- Opening Delimiter -
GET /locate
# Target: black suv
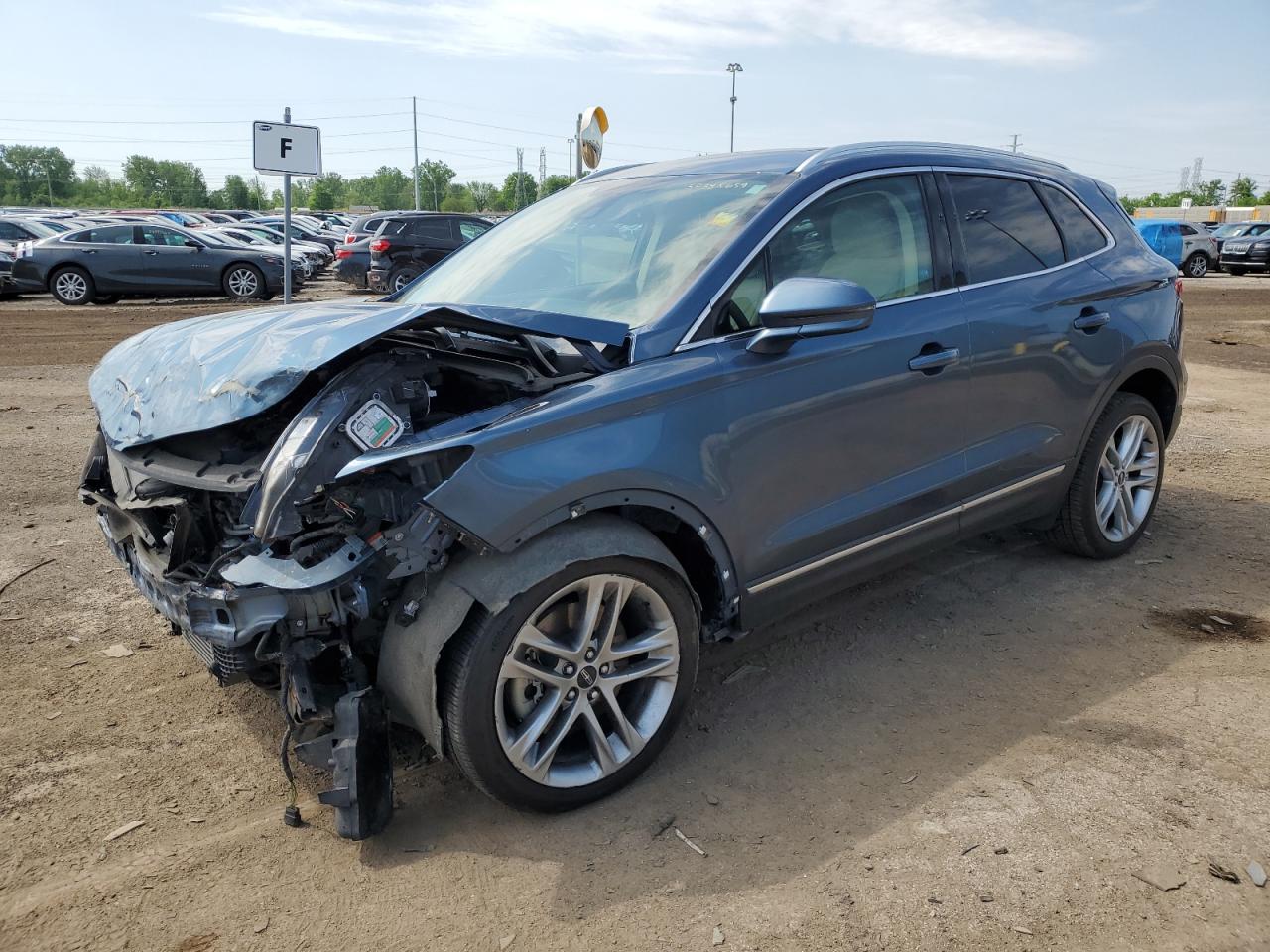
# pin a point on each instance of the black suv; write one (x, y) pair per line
(408, 245)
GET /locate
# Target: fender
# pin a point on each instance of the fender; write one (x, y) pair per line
(432, 608)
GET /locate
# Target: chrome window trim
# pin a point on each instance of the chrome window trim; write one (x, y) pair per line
(686, 340)
(905, 530)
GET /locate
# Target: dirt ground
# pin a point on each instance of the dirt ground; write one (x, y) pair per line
(978, 752)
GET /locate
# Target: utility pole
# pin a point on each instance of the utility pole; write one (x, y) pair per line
(414, 122)
(286, 225)
(520, 178)
(733, 67)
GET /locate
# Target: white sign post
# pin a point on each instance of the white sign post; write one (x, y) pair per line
(282, 149)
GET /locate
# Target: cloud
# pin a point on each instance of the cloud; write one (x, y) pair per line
(665, 36)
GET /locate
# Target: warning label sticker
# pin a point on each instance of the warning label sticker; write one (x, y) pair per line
(375, 425)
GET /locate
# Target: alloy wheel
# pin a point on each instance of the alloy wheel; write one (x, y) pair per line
(587, 682)
(1128, 477)
(71, 286)
(243, 282)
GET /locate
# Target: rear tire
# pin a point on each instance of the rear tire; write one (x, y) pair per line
(244, 282)
(1110, 500)
(579, 752)
(1196, 266)
(71, 286)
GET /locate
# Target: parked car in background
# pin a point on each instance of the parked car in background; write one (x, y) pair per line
(405, 248)
(302, 232)
(1187, 245)
(368, 225)
(108, 262)
(318, 253)
(14, 230)
(1248, 252)
(1238, 229)
(670, 404)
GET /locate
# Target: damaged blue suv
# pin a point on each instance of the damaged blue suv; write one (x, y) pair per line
(506, 506)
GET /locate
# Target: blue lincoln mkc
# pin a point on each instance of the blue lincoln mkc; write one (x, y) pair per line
(506, 506)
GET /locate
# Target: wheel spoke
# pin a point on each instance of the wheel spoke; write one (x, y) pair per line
(599, 744)
(636, 670)
(652, 640)
(524, 667)
(534, 725)
(627, 731)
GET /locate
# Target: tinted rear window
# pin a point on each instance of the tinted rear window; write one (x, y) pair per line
(1080, 236)
(1005, 229)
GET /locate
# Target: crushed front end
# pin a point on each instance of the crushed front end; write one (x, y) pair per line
(278, 571)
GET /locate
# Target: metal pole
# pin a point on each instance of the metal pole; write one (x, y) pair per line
(286, 225)
(416, 123)
(731, 136)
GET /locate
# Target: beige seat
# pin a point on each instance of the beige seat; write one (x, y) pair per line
(869, 245)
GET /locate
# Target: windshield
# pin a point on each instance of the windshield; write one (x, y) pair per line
(620, 249)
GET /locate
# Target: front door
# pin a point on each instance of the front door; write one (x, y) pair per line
(846, 449)
(168, 263)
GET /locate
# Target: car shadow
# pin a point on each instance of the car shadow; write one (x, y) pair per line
(810, 735)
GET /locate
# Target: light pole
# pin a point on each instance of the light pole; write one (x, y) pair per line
(733, 67)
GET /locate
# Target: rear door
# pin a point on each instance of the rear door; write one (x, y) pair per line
(1044, 333)
(105, 252)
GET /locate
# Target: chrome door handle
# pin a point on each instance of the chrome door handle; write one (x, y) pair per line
(1091, 321)
(928, 363)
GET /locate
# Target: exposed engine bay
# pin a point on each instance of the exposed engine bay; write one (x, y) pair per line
(280, 569)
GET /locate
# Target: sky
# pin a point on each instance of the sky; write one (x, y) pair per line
(1124, 90)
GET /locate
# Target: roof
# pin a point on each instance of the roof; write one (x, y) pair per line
(806, 160)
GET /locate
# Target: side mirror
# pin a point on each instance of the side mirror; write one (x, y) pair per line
(811, 307)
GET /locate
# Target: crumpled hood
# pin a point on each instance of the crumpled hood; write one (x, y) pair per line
(206, 372)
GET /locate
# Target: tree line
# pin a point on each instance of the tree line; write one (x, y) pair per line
(45, 176)
(1241, 193)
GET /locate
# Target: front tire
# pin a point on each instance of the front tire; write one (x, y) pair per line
(244, 282)
(1196, 266)
(72, 286)
(572, 690)
(1116, 483)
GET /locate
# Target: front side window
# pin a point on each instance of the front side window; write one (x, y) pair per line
(871, 232)
(1005, 229)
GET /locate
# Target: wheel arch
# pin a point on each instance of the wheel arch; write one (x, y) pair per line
(1151, 375)
(432, 608)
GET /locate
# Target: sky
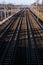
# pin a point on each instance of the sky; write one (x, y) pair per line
(19, 2)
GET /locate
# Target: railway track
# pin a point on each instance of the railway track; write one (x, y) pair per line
- Closing Delimiter -
* **WORK INSTRUCTIONS**
When a line in the material above includes the word "railway", copy that line.

* **RESULT OF THE TASK**
# Target: railway track
# pin a point on each instance of the railway track; write one (x, y) pair per line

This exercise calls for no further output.